ASSIGNED TASK - Once you have read the records, write them out again exactly.

Items from a data source

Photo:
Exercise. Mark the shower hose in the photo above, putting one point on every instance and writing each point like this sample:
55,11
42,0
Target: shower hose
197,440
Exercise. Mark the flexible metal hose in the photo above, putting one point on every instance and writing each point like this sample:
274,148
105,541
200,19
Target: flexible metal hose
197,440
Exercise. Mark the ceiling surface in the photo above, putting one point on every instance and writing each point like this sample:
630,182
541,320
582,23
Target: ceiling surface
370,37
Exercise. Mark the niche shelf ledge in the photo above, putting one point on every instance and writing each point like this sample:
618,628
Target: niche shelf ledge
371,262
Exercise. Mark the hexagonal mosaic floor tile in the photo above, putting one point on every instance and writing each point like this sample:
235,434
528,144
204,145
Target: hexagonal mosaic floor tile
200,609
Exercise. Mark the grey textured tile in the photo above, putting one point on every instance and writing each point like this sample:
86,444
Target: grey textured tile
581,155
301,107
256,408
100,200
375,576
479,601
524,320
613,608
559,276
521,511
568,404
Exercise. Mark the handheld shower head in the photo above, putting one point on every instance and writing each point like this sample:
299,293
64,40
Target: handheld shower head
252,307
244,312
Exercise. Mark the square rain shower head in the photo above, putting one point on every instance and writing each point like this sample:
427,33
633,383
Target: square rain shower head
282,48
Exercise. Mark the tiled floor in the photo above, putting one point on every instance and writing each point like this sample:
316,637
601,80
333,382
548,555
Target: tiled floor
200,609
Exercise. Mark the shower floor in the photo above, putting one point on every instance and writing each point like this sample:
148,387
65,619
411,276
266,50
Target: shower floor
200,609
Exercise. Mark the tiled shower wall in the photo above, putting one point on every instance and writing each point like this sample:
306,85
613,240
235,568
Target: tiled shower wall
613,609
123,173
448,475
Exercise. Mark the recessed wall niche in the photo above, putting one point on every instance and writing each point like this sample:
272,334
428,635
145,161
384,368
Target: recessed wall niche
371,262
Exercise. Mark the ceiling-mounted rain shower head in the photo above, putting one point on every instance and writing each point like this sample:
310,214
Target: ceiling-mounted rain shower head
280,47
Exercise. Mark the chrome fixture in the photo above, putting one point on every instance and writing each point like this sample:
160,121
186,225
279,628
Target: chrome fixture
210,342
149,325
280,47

ANSWER TO THIS TASK -
Photo:
Exercise. Mark the shower hose in the photo above, putting one point on every instance and writing each point like this sample:
55,11
42,0
Target: shower hose
197,440
Exercise. Mark the flexible metal hose in the photo above, putting one point on every instance and writing each point like this sample:
274,148
105,541
200,19
Target: flexible metal hose
197,440
Exercise. Mark the ceiling surface in the photo above, putting one point on every instance and writing each point like this sample:
630,182
541,320
582,23
Target: ceiling surface
370,37
Exercise. Mark the niche shelf ledge in the photo above, putting one point on every instance and writing each point like this sample:
618,628
Target: niche shelf ledge
371,262
Exercise. Mark the hexagonal mosaic floor tile in the photo above, putting one point on every instance and writing each point like this sample:
235,434
528,144
204,145
Target: hexagonal mosaic floor tile
200,609
Exercise. Mark the grey textured tile in the photo above, putting one point on every instance and writing each point like this sample:
86,444
Target: grey textured tile
581,155
301,107
256,408
100,200
375,576
479,601
524,320
613,608
559,276
521,511
568,404
Exercise. Mark the handheld shower head in the photo above, putting one point on every instance and writing each point like this sample:
299,293
64,40
Target: handheld shower head
252,307
244,312
Exercise. Mark the square rain shower head in the photo above, putting one point on every instance and writing each point like this sample:
427,33
633,383
Target: square rain shower head
282,48
Exercise. Mark the tiled floor in the photo above, putting one point on every instance and writing each point like this sample:
316,637
601,80
333,382
548,555
Target: tiled floor
200,609
Exercise. Mark the shower floor in the photo above, putting one point on every instance and writing each point like this sample:
148,387
65,619
411,276
266,50
Target: shower floor
200,609
Exercise. Mark the tiled shower wall in the photo above, putting one point on every instance and writing each point like this sample:
306,85
613,240
235,568
Target: tiled shower wall
613,609
123,173
448,475
Exercise. Mark the recessed wall niche in the photo above, putting one point on every instance and writing each point like this sample:
272,334
428,635
145,161
384,368
Target: recessed wall niche
371,262
Exercise. Mark the ceiling-mounted rain shower head in the photo above, putting one point on every instance and writing each point like this sample:
310,214
Target: ceiling-mounted rain shower head
280,47
Exercise. Mark the chrome fixture in the photo above, putting one point on every instance and writing each point like this sample:
160,121
186,225
279,628
Target: chrome fixture
210,342
149,325
280,47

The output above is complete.